• _Selection_:

We conclude that (current) NFS performance over long distances is poor; too many UDP packets are lost resulting in retransmission requests of whole blocks. However, if we could constrain ourselves to using NFS servers in our ``neighborhood,'' we could keep performance reasonable.

3.2 When to Switch

We have modified the kernel so that rfscall() measures the latency of every NFS lookup and maintains a per-filesystem data structure storing a number of recently measured latencies.

**Figure 3.2:** Variability and Latency of NFS Operations
$\begin{figure} \rule{\linewidth}{1pt} \epsfxsize=\linewidth \epsffile{nfs-op-variability.ps}\rule{\linewidth}{1pt}\end{figure}$

We chose to time the lookup operation rather than any other operation or mixture of operations for two reasons. The first is that lookup is the most frequently invoked NFS operation. We experimented and found that other calls did not generate enough data points to accurately characterize latency. The second reason is that lookup exhibits the least performance variability of the common NFS operations.^3.2 Limiting variability of measured server latencies is important in our work, since we want to distinguish transient changes in server performance from long-term changes. It took lots of experimentation to come to a meaningful and stable measurement mechanism. At the outset of our work, we measured variances in the latency of the most common NFS operations and discovered huge swings, shown in Figure 3.2, even in an extended LAN environment that has been engineered to be uniform and not to have obvious bottlenecks. The measured standard deviations were 1027 msec for all NFS operations, 2547 msec for read, and only 596 msec for lookup.

After addition of each newly measured lookup operation, the median latency is computed over the last 30 and 300 calls. We compute medians because medians are relatively insensitive to outliers. We take a data point no more than once per second, so during busy times these sampling intervals correspond to 30 seconds and 5 minutes, respectively.

The signal to switch is when, at any moment, the short-term median latency exceeds the long-term median latency by a factor of 2. This policy provides insurance against anomalies like ping-pong switching between a pair of file systems: a file system can be replaced no more frequently than every 5 minutes. Looking for a factor of two difference between short-term and long-term medians is our attempt to detect a change in performance which is substantial and ``sudden,'' yet not transient. The length of the short-term and long-term medians as well as the ratio used to signal a switch are heuristics chosen after experimentation in our environment.^3.3 All these parameters can be changed from user level through a debugging system call that we have added; see Section 4.2.

• _Recorded data_:
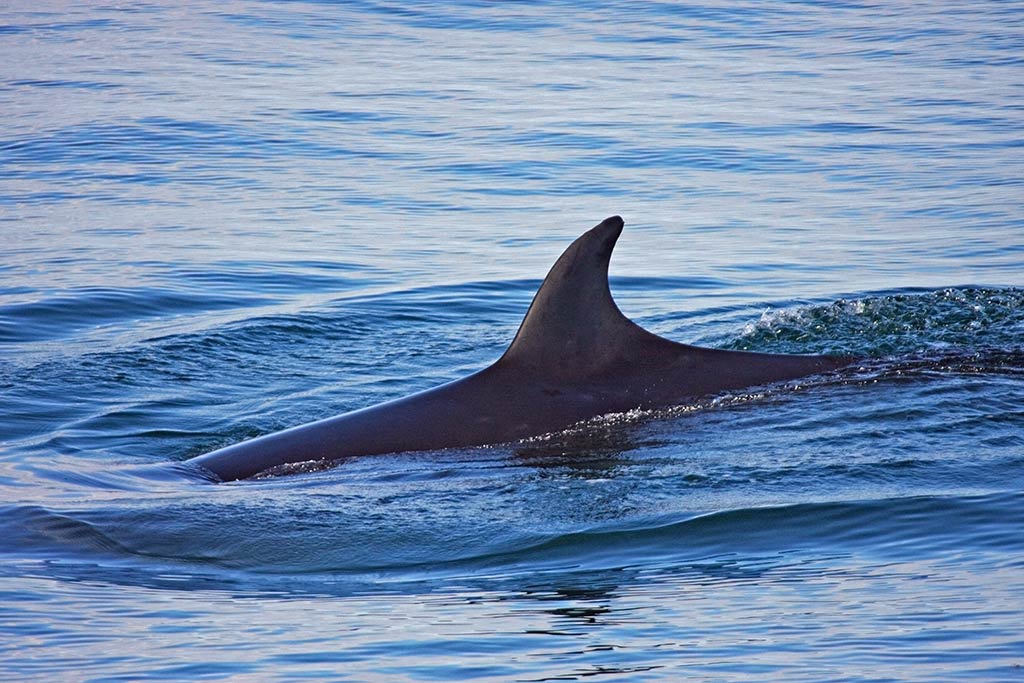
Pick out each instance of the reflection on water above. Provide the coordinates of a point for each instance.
(220, 222)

• _Goal_: Can you copy the NFS passage in full, word for word? This data has no connection to the NFS passage.

• _Exercise response_:
We conclude that (current) NFS performance over long distances is poor; too many UDP packets are lost resulting in retransmission requests of whole blocks. However, if we could constrain ourselves to using NFS servers in our ``neighborhood,'' we could keep performance reasonable.

3.2 When to Switch

We have modified the kernel so that rfscall() measures the latency of every NFS lookup and maintains a per-filesystem data structure storing a number of recently measured latencies.

**Figure 3.2:** Variability and Latency of NFS Operations
$\begin{figure} \rule{\linewidth}{1pt} \epsfxsize=\linewidth \epsffile{nfs-op-variability.ps}\rule{\linewidth}{1pt}\end{figure}$

We chose to time the lookup operation rather than any other operation or mixture of operations for two reasons. The first is that lookup is the most frequently invoked NFS operation. We experimented and found that other calls did not generate enough data points to accurately characterize latency. The second reason is that lookup exhibits the least performance variability of the common NFS operations.^3.2 Limiting variability of measured server latencies is important in our work, since we want to distinguish transient changes in server performance from long-term changes. It took lots of experimentation to come to a meaningful and stable measurement mechanism. At the outset of our work, we measured variances in the latency of the most common NFS operations and discovered huge swings, shown in Figure 3.2, even in an extended LAN environment that has been engineered to be uniform and not to have obvious bottlenecks. The measured standard deviations were 1027 msec for all NFS operations, 2547 msec for read, and only 596 msec for lookup.

After addition of each newly measured lookup operation, the median latency is computed over the last 30 and 300 calls. We compute medians because medians are relatively insensitive to outliers. We take a data point no more than once per second, so during busy times these sampling intervals correspond to 30 seconds and 5 minutes, respectively.

The signal to switch is when, at any moment, the short-term median latency exceeds the long-term median latency by a factor of 2. This policy provides insurance against anomalies like ping-pong switching between a pair of file systems: a file system can be replaced no more frequently than every 5 minutes. Looking for a factor of two difference between short-term and long-term medians is our attempt to detect a change in performance which is substantial and ``sudden,'' yet not transient. The length of the short-term and long-term medians as well as the ratio used to signal a switch are heuristics chosen after experimentation in our environment.^3.3 All these parameters can be changed from user level through a debugging system call that we have added; see Section 4.2.